[Extracted entries]
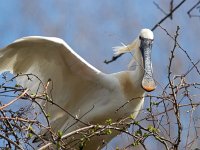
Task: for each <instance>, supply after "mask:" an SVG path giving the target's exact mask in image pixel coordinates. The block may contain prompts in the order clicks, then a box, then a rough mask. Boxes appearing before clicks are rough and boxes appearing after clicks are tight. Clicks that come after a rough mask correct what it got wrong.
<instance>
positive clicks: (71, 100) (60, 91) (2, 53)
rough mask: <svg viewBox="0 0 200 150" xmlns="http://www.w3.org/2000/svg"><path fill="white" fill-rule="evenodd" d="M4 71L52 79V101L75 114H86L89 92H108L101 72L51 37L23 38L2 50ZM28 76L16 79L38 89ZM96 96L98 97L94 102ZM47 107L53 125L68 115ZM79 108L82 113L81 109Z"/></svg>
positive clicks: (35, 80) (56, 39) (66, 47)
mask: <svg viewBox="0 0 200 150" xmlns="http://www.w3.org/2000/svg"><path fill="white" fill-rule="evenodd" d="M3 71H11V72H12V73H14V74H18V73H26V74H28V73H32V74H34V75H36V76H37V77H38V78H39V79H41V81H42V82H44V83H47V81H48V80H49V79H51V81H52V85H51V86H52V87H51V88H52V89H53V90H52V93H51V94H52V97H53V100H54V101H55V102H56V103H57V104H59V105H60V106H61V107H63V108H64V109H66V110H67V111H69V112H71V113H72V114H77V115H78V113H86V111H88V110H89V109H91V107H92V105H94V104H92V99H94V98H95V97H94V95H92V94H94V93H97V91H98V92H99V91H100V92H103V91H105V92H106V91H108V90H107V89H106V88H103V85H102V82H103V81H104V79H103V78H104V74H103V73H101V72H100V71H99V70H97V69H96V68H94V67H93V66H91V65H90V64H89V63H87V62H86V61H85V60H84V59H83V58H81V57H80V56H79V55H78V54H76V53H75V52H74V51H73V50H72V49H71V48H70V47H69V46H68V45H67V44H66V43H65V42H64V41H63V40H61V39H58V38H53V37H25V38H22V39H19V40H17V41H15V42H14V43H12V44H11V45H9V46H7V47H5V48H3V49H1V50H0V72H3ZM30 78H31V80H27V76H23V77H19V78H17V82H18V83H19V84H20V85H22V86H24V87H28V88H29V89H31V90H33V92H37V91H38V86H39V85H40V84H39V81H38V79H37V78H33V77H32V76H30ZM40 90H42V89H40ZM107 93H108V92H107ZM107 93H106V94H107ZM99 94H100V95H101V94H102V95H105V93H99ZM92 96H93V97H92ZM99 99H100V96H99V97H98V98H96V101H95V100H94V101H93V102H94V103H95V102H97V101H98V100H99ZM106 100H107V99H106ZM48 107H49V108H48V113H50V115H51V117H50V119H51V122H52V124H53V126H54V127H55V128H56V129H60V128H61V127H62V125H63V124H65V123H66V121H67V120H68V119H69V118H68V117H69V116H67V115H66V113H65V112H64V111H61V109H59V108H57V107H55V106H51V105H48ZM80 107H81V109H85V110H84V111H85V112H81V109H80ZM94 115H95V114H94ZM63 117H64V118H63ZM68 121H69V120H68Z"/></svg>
[/Extracted entries]
[Extracted entries]
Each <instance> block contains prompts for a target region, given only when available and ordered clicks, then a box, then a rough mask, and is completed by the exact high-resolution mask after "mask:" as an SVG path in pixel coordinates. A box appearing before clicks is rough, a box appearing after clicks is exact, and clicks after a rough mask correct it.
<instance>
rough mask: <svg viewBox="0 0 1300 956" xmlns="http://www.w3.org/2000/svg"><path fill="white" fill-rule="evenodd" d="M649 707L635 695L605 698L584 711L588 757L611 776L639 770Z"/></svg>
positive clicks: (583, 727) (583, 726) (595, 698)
[/Extracted entries]
# What is being asked
From the records above, transcribe exactly the run of lines that opens with the line holding "Task: for each" and closes with the line holding "71L52 79V101L75 114H86L89", both included.

# Task solution
Task: for each <instance>, supply after "mask:" an SVG path giving the target's exact mask in image pixel coordinates. The block may contain prompts in the order clicks, then a box, then a rough mask. Boxes appearing before clicks are rough and boxes appearing after clicks are tight. Clicks that come after a rough mask correct what it got wrong.
<instance>
positive clicks: (71, 100) (60, 91) (2, 53)
rough mask: <svg viewBox="0 0 200 150" xmlns="http://www.w3.org/2000/svg"><path fill="white" fill-rule="evenodd" d="M4 71L52 79V101L75 114H86L89 92H108L101 72L51 37L23 38L2 50ZM28 76L16 79L38 89ZM96 96L98 97L94 102ZM47 107L53 125L68 115ZM79 108L82 113L81 109Z"/></svg>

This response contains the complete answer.